Start DOCUMENT TEXT

Acquisition Overview

Pixim provided this statement:

"Sony Electronics Inc., a U.S. subsidiary of Sony Corporation, has entered into a definitive agreement to acquire Pixim Inc. a Silicon Valley-based company which has expertise in designing chipsets for security cameras. Sony aims to utilize their Image Sensor technologies and engineering design expertise to further strengthen its global design and support functions. Upon the conclusion of the acquisition, Pixim Inc. will play an important role for our image sensor semiconductor business as a subsidiary of Sony Electronics."

In addition, Pixim noted that, "The merger is a positive outcome for Pixim's main constituencies: employees, investors, and customers. Pixim company and product brands (Seawolf, Nightwolf, etc) remain unchanged. Sales, customer support, and technical support contacts remain unchanged."

Background

Pixim is historically well regarded for their image processing [link no longer available] especially as it relates to handling wide dynamic range scenes. Specifically, Pixim's technology focused on an advanced and uncommon technique to adjusting exposure for individual pixels. Additionally, in 2011, Pixim acquired Advasense including their well regarded engineering team, including the author of a respected image sensing blog.

Pixim's Motivation to Sell

Since starting in 1999, the company has raised well over $100 million in funding, including $5 million last year (see filings). Despite this, in the past few years, Pixim has increasingly struggled with the market's shift to megapixel. While the company was a long term leader in WDR enabled SD cameras, Pixim has never offered a MP version. Though Pixim has recently released enhancements to their SD WDR lines (such as the IR optimized Nightwolf), the lack of MP restrained Pixim from participating in the big growth segment of the market. Sources indicate a likely barrier was funding constraints for the expensive transition to MP sensors / imaging.

Given Pixim's current position and constraints, being acquired by Sony and becoming a part of their organization is likely a very good outcome.

Pixim's Valuation / Return

While the acquisition price was not disclosed, given Pixim's modest market position, the price is likely much less than $100+ million funding.

Given how rare chip startups are within surveillance, this does not have any strong comparables. However, this likely does reinforce how hard it is to build a successful new entrant in such a fragmented market like surveillance, even with a fairly well-developed brand.

How This Might Help Sony

One of the most interesting and confusing elements of this deal is that Sony is quite strong itself in WDR surveillance and routinely scores in the top-tier of our WDR shootouts. By contrast, since Pixim is SD only while Sony has WDR MP, Sony's overall quality in our testing was superior.

Moreover, while Pixim has multiple chip lines, the revenue itself from existing ones is fairly inconsequential to a company of Sony's huge size.

End DOCUMENT TEXT

=== DESCRIPTION OF THE TASK ===
Can you repeat, word for word, the passage of the Pixim acquisition article above starting at "Given Pixim's current" and ending at "fairly well-developed brand."?

Start SUPPLIED ENTRIES

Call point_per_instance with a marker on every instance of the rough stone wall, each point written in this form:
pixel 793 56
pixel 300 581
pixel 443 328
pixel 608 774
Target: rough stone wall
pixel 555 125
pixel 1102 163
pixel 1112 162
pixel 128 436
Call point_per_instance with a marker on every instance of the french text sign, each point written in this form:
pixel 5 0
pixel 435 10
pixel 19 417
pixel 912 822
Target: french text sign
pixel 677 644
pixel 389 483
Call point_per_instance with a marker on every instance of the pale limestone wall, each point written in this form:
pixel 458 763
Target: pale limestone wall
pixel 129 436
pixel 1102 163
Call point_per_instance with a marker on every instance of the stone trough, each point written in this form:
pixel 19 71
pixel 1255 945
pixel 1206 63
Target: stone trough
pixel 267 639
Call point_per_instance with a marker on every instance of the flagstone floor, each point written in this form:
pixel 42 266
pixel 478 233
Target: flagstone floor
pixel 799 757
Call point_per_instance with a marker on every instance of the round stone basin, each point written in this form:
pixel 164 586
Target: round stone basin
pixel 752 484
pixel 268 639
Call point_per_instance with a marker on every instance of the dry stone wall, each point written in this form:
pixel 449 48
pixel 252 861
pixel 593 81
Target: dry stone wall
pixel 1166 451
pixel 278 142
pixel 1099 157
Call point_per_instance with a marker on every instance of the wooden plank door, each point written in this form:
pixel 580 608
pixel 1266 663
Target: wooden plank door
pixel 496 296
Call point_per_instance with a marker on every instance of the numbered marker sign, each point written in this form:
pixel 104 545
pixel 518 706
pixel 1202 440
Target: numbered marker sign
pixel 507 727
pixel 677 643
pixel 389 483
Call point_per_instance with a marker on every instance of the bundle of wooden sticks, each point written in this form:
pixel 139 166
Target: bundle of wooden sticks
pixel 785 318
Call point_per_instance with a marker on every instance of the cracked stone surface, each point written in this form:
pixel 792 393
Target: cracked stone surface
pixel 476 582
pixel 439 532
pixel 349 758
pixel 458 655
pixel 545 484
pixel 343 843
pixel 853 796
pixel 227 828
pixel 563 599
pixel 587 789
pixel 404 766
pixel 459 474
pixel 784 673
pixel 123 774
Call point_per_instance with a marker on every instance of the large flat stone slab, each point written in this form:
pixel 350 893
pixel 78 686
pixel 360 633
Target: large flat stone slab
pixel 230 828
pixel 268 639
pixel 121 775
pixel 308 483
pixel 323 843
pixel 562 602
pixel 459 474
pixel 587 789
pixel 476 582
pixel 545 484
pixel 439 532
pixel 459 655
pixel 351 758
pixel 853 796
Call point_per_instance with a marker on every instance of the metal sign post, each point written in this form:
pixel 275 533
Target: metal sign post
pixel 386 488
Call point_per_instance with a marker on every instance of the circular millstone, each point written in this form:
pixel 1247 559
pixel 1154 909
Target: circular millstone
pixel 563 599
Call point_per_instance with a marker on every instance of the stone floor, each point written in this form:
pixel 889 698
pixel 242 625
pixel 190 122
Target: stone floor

End SUPPLIED ENTRIES

=== WRITTEN REPLY ===
Given Pixim's current position and constraints, being acquired by Sony and becoming a part of their organization is likely a very good outcome.

Pixim's Valuation / Return

While the acquisition price was not disclosed, given Pixim's modest market position, the price is likely much less than $100+ million funding.

Given how rare chip startups are within surveillance, this does not have any strong comparables. However, this likely does reinforce how hard it is to build a successful new entrant in such a fragmented market like surveillance, even with a fairly well-developed brand.